YOUR TASK:
Transcribe the whole listing exactly.

DATA SECTION:
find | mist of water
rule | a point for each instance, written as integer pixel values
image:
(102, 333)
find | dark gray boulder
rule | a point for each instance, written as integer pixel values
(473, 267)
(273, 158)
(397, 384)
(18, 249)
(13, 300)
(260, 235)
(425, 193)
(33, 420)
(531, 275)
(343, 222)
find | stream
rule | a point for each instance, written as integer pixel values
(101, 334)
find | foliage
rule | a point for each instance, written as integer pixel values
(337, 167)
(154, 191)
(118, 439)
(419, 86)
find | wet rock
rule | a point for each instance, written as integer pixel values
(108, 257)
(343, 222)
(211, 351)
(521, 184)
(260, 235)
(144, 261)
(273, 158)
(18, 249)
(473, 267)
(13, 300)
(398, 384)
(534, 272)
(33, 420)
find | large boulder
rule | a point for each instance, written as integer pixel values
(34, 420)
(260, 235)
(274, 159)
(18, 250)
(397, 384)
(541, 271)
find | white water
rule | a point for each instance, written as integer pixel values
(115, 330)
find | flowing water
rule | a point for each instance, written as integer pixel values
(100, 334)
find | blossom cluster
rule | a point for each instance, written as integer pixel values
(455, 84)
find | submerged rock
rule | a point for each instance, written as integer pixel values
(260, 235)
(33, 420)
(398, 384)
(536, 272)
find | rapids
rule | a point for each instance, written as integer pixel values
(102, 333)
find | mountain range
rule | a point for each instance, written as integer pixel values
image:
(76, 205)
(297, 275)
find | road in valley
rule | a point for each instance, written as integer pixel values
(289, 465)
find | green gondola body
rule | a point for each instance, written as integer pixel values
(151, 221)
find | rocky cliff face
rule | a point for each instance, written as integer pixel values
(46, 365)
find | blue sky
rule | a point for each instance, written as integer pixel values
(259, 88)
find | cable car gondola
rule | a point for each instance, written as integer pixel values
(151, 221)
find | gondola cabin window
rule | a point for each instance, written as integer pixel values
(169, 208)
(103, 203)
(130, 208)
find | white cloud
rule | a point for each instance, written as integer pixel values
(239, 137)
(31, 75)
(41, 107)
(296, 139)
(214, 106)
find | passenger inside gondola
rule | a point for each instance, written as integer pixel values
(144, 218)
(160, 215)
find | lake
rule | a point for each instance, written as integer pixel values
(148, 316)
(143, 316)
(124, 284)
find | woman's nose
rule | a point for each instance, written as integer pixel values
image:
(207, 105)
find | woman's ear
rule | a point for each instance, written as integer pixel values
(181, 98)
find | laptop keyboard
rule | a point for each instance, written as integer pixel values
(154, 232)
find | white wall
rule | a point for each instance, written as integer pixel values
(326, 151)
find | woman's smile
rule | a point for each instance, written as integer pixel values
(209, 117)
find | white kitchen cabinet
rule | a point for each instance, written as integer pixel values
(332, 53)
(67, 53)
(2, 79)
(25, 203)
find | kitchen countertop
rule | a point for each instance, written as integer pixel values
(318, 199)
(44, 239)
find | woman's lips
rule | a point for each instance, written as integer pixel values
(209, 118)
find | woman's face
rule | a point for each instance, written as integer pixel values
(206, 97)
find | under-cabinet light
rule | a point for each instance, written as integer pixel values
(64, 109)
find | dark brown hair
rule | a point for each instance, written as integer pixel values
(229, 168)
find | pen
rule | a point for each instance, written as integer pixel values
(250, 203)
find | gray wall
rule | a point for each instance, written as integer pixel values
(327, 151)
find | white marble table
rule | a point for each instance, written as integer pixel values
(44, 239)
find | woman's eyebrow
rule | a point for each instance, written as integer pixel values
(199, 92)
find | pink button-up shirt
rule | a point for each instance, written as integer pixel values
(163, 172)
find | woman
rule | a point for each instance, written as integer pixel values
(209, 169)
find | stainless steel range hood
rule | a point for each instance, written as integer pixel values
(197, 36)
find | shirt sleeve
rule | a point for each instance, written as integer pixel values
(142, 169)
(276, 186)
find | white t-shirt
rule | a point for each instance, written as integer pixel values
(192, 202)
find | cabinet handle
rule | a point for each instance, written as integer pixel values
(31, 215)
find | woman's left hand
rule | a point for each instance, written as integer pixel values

EXERCISE RESPONSE:
find | mist of water
rule | a point for each instance, written as integer pixel values
image:
(102, 333)
find | dark gray boulder
rule | a point for each instance, written as integer pixel values
(473, 267)
(273, 158)
(397, 384)
(18, 249)
(13, 300)
(260, 235)
(425, 193)
(33, 420)
(531, 275)
(343, 222)
find | stream
rule | a point for each instance, written as integer pixel values
(101, 334)
find | foliage
rule | a point for each instance, written as integer pixel values
(337, 167)
(154, 191)
(118, 439)
(419, 86)
find | wet rock
rule | a point for each instance, written as integer pixel values
(108, 257)
(343, 222)
(211, 351)
(521, 184)
(260, 235)
(144, 261)
(273, 158)
(18, 249)
(473, 267)
(13, 300)
(398, 384)
(534, 272)
(33, 420)
find | large boulder
rule | a point for each instance, written as integer pixel values
(34, 420)
(260, 235)
(274, 159)
(18, 250)
(397, 384)
(541, 271)
find | white water
rule | a point for each instance, written as integer pixel values
(115, 330)
find | flowing water
rule | a point for each instance, written as integer pixel values
(100, 334)
find | blossom cluster
rule | a point for each instance, written as integer pixel values
(455, 84)
find | submerged rock
rule | a point for each instance, written as integer pixel values
(260, 235)
(33, 420)
(398, 384)
(536, 272)
find | rapids
rule | a point for each instance, written as integer pixel values
(102, 333)
find | mountain range
rule | a point for each instance, written as integer pixel values
image:
(76, 205)
(297, 275)
find | road in valley
rule | a point for each instance, written as integer pixel values
(289, 465)
find | green gondola body
rule | a point for each instance, written as integer pixel values
(151, 221)
find | rocky cliff face
rule | a point for each instance, written as integer pixel values
(46, 365)
find | blue sky
rule | a point for each instance, written as integer pixel values
(259, 88)
find | cable car gondola
rule | a point for each instance, written as integer pixel values
(151, 221)
find | gondola cabin window
rule | a point for each instance, written as integer pixel values
(169, 208)
(103, 203)
(130, 208)
find | white cloud
rule | a point for each instance, written as integer pixel values
(239, 137)
(31, 75)
(41, 107)
(296, 139)
(214, 106)
find | passenger inside gondola
rule | a point for each instance, written as integer pixel values
(144, 218)
(160, 215)
find | lake
rule | a point for each instance, written as integer pixel values
(148, 316)
(143, 316)
(124, 284)
find | woman's nose
rule | a point for each instance, written as integer pixel values
image:
(207, 105)
find | woman's ear
rule | a point for each instance, written as integer pixel values
(181, 98)
find | laptop keyboard
rule | a point for each instance, written as integer pixel values
(154, 232)
find | white wall
rule | a point for each instance, written as integer pixel values
(326, 151)
find | woman's smile
rule | a point for each instance, written as integer pixel values
(209, 117)
find | white kitchen cabinet
rule | a point for each instance, written as integer pixel values
(332, 53)
(67, 53)
(2, 79)
(25, 203)
find | kitchen countertop
rule | a point for each instance, written as integer pixel values
(318, 199)
(44, 239)
find | woman's lips
rule | a point for each instance, written as integer pixel values
(209, 118)
find | woman's face
rule | a point for each instance, written as integer pixel values
(206, 97)
find | under-cabinet light
rule | a point for each instance, written as integer pixel values
(64, 109)
find | dark brown hair
rule | a point for each instance, written as integer pixel values
(229, 168)
find | pen
rule | a point for each instance, written as integer pixel values
(250, 203)
find | gray wall
rule | a point for each instance, written as integer pixel values
(327, 151)
find | white marble table
rule | a point for each instance, written as integer pixel values
(44, 239)
find | woman's eyebrow
rule | a point for each instance, written as integer pixel values
(199, 92)
find | pink button-up shirt
rule | a point for each instance, written as integer pixel values
(163, 172)
find | woman
rule | a point for each instance, written as integer pixel values
(209, 169)
find | stainless steel range hood
rule | a point for each instance, written as integer pixel values
(197, 36)
find | shirt sleeve
rule | a point for each instance, written as integer pixel values
(142, 169)
(276, 186)
find | white t-shirt
rule | a point for each instance, written as integer pixel values
(192, 202)
find | cabinet handle
rule | a point for each instance, written as integer pixel values
(31, 215)
find | woman's left hand
rule | a point for each instance, written as integer pixel values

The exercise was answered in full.